Given problem
Reproduce every line of the records below, requests included. In the answers only, multiply each vertex coordinate by 1.35 and round to the nearest whole number, with halves rounded up, leaving the format samples inside the requests unchanged.

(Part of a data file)
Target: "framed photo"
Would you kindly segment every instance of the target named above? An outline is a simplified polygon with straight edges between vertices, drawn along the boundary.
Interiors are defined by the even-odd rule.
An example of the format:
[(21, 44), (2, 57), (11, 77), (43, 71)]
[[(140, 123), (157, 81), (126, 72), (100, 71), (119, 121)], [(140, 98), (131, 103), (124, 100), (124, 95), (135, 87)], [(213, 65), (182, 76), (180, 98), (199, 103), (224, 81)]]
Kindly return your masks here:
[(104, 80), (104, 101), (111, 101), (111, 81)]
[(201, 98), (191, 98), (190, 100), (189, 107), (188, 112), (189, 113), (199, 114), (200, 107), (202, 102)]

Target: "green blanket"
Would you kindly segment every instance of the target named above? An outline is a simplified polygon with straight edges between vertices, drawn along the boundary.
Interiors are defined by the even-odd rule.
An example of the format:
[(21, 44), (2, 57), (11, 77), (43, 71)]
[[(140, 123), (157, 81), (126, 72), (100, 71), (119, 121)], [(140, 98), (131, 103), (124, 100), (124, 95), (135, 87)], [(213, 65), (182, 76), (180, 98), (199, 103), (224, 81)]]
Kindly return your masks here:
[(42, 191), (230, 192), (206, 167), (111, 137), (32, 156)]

Solved exercise
Target: "framed photo"
Would you kindly segment every instance of the target named above? An outline is a simplified polygon with straight edges between vertices, drawn along the boundary.
Interiors are defined by the even-odd rule.
An example of the format:
[(21, 44), (2, 57), (11, 77), (43, 71)]
[[(140, 123), (157, 81), (126, 72), (100, 71), (119, 121)], [(140, 98), (131, 103), (124, 100), (124, 95), (135, 87)], [(213, 65), (182, 76), (180, 98), (199, 103), (224, 81)]]
Kindly return your masks here:
[(140, 108), (140, 136), (150, 136), (150, 109)]
[(271, 132), (258, 132), (257, 135), (255, 144), (254, 151), (255, 153), (269, 154), (270, 144), (273, 138)]

Target: "green blanket"
Would you kindly segment every instance of the target named above? An outline is a simplified polygon with straight edges between vertices, drawn along the boundary.
Interiors are defined by the even-odd rule.
An example of the format:
[(21, 44), (2, 57), (11, 77), (43, 71)]
[[(140, 123), (157, 81), (126, 72), (100, 71), (119, 121)], [(140, 98), (131, 103), (124, 100), (124, 95), (135, 87)], [(213, 65), (182, 76), (180, 98), (199, 103), (224, 81)]]
Kindly return your masks here:
[(57, 258), (311, 259), (278, 225), (150, 185), (43, 211)]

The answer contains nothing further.